### [Supplied material]
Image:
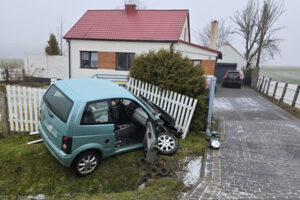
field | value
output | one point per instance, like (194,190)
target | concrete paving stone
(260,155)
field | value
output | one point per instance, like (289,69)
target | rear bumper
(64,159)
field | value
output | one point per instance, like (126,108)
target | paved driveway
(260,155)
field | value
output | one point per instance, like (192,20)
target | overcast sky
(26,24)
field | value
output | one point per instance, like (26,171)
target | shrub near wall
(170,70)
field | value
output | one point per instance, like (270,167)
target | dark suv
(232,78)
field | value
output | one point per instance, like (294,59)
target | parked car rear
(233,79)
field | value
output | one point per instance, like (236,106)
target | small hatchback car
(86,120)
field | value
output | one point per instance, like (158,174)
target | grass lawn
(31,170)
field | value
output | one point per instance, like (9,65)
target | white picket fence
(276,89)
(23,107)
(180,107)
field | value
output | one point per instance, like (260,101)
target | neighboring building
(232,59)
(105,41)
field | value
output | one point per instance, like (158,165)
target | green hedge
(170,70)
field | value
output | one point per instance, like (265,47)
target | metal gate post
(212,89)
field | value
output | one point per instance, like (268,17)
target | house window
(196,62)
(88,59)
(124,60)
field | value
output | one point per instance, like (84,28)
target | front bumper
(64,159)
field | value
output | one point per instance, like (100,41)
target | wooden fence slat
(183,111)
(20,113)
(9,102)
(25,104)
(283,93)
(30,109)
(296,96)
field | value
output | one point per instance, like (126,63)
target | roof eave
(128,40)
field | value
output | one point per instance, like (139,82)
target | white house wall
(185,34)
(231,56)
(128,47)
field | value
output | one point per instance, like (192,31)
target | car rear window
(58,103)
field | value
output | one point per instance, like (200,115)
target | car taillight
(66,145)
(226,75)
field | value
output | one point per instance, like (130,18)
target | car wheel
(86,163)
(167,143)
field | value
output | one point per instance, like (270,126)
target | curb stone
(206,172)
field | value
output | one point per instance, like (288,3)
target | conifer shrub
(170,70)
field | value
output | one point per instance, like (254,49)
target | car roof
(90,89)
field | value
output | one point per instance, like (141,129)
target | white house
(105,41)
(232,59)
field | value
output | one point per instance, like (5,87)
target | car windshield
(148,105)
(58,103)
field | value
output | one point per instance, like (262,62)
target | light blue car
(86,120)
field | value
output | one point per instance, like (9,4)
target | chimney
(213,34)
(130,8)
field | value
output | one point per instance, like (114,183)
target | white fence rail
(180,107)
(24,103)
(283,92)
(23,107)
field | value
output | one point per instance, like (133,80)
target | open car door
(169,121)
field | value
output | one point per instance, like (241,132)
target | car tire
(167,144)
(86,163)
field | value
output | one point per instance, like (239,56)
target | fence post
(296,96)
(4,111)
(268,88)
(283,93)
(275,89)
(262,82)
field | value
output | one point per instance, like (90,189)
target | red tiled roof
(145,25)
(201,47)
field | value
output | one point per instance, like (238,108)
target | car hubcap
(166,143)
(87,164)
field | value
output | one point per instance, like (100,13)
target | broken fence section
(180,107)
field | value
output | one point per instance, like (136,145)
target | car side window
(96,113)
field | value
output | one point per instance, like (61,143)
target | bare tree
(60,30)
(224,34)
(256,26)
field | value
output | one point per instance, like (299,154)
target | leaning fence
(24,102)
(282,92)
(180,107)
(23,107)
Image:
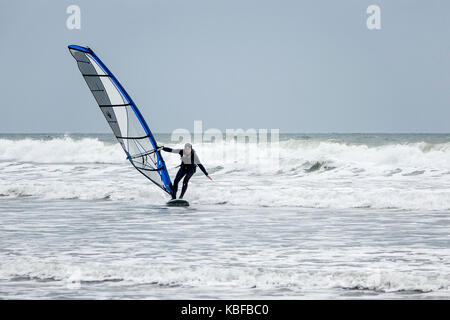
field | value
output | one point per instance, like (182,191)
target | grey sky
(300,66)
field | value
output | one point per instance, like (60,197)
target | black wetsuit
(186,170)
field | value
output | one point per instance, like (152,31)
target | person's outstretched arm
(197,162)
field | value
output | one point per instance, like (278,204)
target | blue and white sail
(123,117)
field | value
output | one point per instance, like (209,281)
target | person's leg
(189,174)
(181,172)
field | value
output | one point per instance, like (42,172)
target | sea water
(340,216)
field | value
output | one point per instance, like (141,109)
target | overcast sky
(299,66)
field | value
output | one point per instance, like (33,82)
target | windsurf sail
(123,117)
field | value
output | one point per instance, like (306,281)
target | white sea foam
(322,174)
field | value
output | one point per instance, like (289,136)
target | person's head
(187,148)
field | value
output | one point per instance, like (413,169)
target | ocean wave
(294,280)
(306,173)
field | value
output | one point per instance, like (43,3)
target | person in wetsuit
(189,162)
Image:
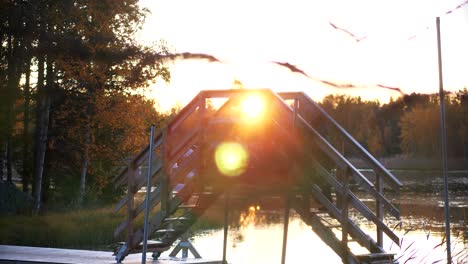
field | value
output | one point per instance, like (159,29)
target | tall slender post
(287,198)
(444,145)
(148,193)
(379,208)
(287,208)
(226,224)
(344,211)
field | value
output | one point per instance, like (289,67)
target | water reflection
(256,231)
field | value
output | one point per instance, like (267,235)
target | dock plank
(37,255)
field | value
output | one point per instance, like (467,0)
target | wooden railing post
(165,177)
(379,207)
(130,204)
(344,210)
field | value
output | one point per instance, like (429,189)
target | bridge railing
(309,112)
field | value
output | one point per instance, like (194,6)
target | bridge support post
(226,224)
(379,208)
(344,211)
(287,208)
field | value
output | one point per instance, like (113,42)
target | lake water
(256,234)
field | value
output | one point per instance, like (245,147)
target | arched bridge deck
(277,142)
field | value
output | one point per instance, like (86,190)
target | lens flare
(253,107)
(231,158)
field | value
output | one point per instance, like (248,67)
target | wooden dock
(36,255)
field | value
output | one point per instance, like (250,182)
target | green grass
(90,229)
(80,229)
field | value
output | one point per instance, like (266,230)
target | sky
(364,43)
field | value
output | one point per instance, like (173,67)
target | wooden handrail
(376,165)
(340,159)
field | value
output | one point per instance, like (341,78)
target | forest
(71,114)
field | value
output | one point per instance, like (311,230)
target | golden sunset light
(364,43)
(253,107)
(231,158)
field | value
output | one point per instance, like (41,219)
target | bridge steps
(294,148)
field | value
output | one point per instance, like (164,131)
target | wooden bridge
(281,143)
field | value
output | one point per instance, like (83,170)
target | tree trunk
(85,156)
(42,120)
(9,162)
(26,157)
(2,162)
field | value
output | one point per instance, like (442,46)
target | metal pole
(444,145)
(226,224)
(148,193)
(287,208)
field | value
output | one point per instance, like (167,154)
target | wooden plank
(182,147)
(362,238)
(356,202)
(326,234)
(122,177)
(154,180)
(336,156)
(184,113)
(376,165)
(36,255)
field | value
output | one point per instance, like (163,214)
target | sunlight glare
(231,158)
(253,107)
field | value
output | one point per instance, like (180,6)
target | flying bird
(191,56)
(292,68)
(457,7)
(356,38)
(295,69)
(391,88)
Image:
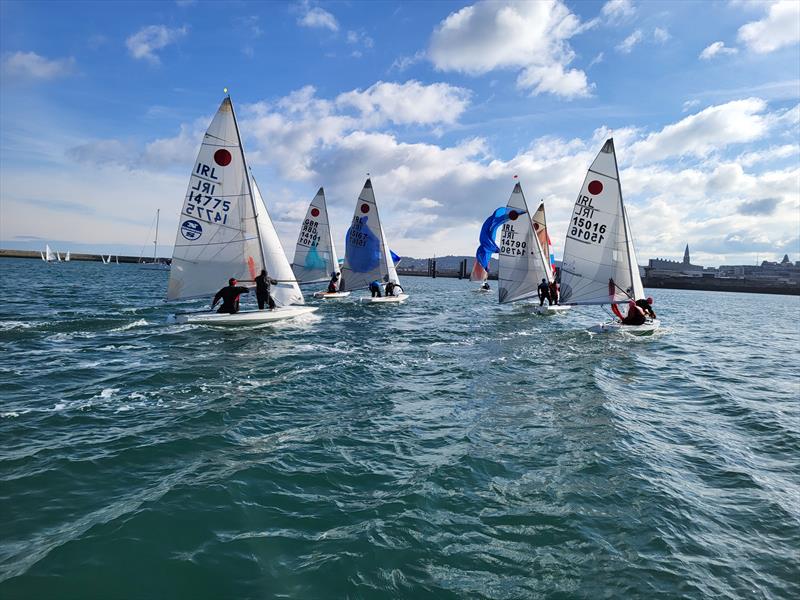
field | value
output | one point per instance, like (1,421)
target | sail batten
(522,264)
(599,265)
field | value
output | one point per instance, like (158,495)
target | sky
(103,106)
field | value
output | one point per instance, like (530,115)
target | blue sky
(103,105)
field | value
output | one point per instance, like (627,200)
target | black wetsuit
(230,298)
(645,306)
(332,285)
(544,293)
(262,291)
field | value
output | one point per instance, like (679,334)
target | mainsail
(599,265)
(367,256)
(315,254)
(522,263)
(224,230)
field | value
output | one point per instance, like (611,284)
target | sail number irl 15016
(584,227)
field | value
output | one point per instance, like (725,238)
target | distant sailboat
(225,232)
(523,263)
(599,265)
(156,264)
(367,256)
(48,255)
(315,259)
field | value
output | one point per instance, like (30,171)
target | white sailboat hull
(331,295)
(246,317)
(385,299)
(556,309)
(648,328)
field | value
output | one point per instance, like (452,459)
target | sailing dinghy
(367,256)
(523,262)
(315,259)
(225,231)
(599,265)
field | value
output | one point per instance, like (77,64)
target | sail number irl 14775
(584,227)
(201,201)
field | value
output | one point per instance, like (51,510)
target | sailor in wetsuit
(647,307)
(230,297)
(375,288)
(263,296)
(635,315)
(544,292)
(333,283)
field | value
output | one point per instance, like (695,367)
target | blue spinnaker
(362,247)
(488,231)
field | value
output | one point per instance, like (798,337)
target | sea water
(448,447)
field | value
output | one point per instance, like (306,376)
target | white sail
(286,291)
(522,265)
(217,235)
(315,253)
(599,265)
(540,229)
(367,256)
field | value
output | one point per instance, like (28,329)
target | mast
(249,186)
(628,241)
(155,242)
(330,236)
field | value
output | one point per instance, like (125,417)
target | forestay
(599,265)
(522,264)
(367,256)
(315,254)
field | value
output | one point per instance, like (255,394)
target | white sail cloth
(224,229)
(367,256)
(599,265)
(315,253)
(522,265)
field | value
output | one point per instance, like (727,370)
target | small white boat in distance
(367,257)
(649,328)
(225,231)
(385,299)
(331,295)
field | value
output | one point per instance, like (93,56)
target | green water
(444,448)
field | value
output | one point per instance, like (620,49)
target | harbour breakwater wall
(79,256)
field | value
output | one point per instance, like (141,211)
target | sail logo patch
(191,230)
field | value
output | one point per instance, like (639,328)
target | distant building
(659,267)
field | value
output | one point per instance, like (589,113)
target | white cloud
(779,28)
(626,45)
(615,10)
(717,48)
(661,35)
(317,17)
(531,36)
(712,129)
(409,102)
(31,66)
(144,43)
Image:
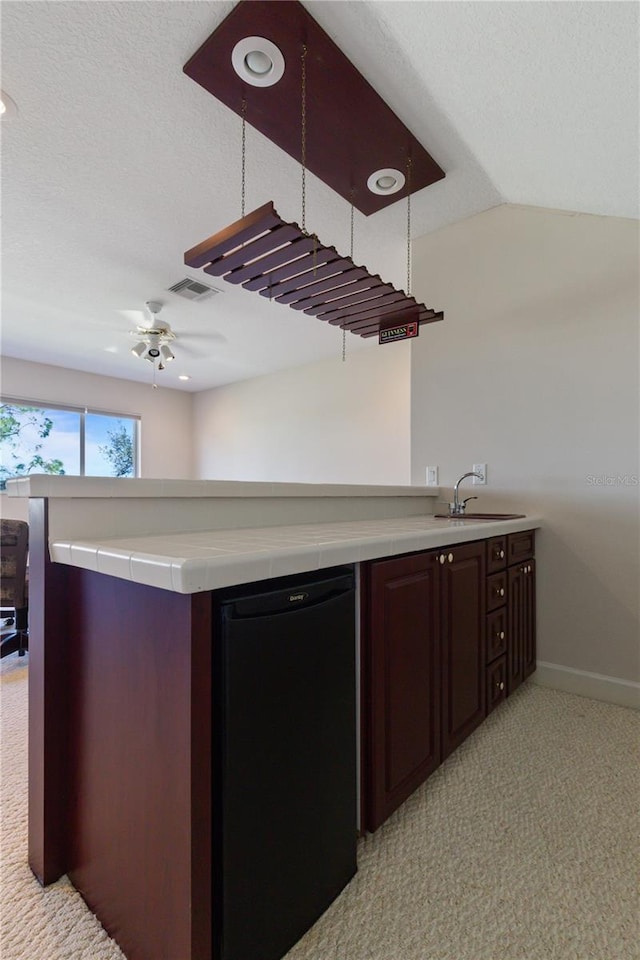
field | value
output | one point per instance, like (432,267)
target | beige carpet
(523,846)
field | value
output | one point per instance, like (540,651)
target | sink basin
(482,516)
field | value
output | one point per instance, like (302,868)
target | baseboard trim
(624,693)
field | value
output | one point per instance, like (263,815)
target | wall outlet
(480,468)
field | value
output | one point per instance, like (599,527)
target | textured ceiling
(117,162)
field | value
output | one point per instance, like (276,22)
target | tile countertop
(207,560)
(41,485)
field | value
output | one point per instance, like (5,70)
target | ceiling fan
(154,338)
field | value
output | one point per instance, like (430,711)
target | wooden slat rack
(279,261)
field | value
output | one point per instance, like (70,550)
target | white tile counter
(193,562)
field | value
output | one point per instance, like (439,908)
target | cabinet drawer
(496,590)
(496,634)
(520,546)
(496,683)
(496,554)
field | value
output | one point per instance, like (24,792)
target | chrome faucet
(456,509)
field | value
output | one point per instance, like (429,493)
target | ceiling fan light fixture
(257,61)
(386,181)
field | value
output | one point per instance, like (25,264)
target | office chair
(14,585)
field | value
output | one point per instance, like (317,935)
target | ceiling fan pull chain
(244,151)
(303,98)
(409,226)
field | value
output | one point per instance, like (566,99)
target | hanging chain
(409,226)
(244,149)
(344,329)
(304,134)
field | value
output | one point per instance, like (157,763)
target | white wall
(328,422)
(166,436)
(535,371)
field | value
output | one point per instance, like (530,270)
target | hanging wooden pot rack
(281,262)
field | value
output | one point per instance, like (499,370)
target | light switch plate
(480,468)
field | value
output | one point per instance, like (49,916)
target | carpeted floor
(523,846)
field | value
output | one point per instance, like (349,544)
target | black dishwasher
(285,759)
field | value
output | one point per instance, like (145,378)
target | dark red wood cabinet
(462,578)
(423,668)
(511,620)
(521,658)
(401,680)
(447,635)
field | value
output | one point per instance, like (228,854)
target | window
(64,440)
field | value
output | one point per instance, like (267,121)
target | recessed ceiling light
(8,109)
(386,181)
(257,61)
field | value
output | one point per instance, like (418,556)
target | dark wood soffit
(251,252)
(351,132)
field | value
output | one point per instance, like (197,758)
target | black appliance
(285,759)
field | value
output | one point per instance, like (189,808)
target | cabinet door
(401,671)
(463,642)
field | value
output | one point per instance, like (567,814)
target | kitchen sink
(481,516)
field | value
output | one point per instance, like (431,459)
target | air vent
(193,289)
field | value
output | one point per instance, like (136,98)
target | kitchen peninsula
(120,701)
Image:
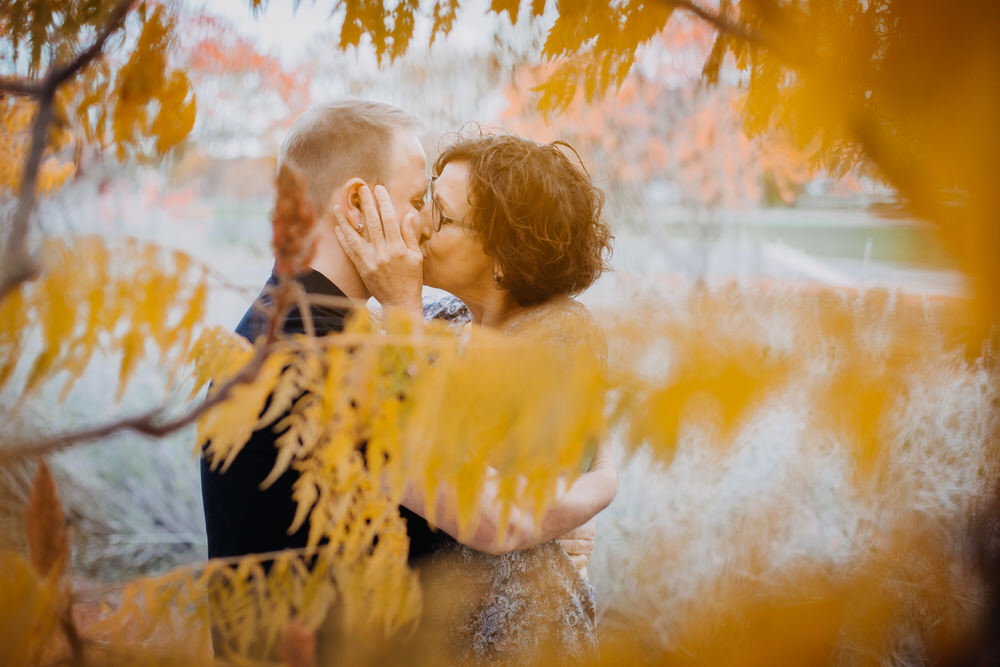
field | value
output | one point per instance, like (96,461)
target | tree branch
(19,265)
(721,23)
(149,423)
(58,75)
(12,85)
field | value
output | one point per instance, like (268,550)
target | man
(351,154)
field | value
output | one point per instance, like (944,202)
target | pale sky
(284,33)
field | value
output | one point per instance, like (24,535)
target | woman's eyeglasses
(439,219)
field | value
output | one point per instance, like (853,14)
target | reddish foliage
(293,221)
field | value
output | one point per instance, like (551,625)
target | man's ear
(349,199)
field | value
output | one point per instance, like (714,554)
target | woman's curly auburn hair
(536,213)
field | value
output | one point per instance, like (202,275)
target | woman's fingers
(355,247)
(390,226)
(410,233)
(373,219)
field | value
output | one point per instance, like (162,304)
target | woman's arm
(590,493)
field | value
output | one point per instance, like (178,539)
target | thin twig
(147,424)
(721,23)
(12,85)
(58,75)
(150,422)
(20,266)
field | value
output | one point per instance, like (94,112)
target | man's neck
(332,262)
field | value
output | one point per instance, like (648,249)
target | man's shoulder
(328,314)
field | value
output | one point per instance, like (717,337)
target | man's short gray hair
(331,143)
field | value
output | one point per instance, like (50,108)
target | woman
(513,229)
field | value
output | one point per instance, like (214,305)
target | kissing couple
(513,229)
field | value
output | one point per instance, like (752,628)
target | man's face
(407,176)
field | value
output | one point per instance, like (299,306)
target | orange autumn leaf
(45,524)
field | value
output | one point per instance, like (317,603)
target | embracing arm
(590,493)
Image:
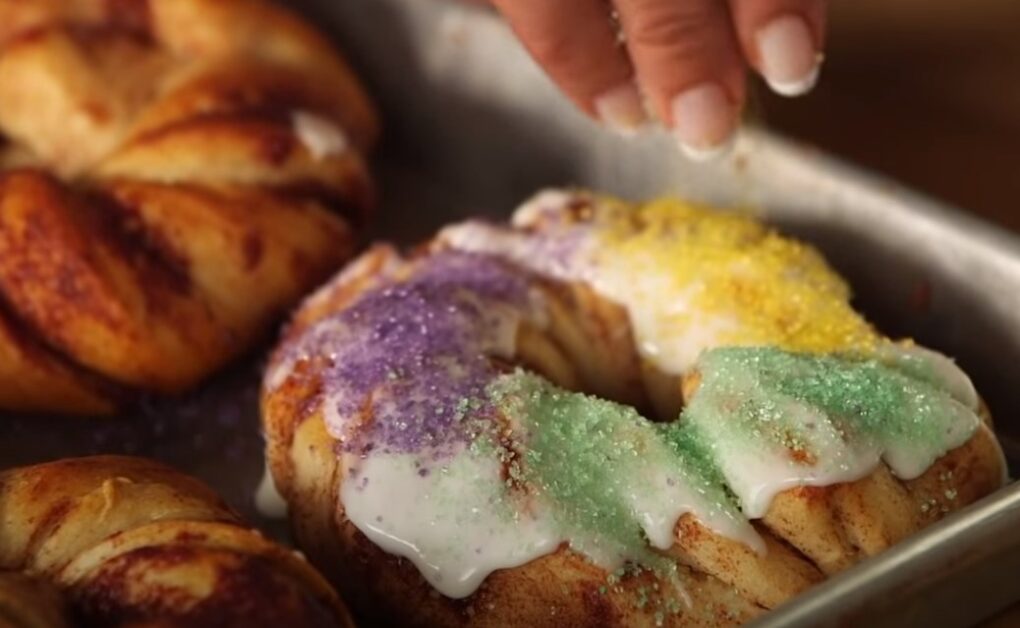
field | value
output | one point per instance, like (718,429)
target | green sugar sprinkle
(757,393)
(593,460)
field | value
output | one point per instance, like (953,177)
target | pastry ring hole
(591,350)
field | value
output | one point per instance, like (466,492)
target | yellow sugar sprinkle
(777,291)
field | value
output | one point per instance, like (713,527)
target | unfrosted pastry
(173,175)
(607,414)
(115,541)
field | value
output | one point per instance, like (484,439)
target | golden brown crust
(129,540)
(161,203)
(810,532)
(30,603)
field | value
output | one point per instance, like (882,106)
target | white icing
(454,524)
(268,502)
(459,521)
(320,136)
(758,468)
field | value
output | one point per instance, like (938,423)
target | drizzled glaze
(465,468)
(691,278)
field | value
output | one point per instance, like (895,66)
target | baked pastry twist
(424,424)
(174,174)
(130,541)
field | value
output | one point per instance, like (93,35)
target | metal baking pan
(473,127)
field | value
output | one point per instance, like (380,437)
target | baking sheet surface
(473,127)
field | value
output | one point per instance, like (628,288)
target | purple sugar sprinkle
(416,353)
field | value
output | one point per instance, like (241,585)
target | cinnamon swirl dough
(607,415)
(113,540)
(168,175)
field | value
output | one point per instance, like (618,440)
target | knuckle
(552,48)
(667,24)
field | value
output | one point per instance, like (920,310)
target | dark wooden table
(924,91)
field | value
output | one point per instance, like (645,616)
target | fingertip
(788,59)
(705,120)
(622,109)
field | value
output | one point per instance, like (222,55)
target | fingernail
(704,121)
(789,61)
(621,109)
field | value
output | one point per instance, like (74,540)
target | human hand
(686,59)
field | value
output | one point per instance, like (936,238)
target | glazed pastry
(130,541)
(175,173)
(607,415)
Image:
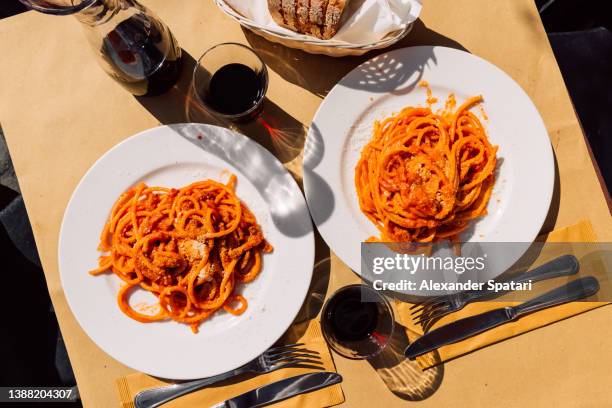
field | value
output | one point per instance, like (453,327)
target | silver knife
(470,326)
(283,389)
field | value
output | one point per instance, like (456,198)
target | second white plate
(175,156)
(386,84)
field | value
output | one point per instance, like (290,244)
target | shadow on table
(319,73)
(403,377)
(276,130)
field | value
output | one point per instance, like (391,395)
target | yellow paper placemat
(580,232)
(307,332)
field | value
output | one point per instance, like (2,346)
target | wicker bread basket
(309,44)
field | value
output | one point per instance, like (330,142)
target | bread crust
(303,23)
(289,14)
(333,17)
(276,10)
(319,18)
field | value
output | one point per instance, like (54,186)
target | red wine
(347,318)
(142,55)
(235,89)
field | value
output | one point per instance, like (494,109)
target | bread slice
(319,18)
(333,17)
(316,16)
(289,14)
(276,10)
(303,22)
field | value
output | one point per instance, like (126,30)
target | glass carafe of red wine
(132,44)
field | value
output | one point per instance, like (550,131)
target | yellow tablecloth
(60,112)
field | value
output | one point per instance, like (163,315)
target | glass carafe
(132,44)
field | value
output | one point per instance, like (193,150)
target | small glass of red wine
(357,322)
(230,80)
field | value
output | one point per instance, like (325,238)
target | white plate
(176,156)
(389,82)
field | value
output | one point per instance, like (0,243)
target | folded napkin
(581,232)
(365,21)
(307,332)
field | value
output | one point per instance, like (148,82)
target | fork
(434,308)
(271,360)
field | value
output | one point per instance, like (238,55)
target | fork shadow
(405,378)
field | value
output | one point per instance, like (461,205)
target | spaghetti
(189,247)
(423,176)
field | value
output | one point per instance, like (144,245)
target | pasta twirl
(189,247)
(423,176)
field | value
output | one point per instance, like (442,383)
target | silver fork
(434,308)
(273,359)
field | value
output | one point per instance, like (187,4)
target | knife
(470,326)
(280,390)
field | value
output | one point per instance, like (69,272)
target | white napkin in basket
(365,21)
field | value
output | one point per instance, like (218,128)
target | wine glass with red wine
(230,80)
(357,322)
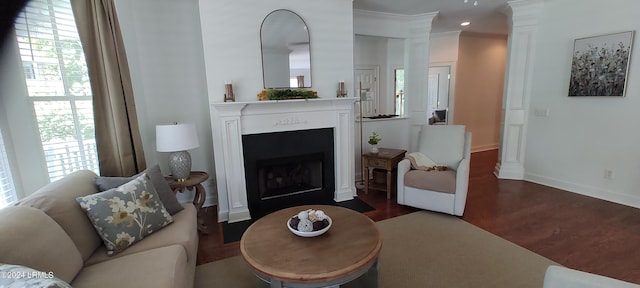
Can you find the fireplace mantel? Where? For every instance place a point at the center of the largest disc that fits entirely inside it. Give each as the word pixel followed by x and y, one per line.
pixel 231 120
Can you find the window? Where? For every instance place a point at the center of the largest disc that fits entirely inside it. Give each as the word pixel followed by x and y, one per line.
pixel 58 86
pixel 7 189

### [Stated goal]
Quote only the lines from the line containing "Can you find the fireplace" through the end of the entries, keeping the first and the last.

### [Solution to this exercise]
Can you find the fireplace mantel? Where? For every instance place a point at the center of the largest disc that fits entirely inside it. Give each as the word pixel followed by x and y, one per line.
pixel 231 120
Can you find the window? Where? For every instance place a point at the center of the largest disc that fits entirely inside it. Give each as the word pixel followed by x and y, one per line.
pixel 58 86
pixel 7 189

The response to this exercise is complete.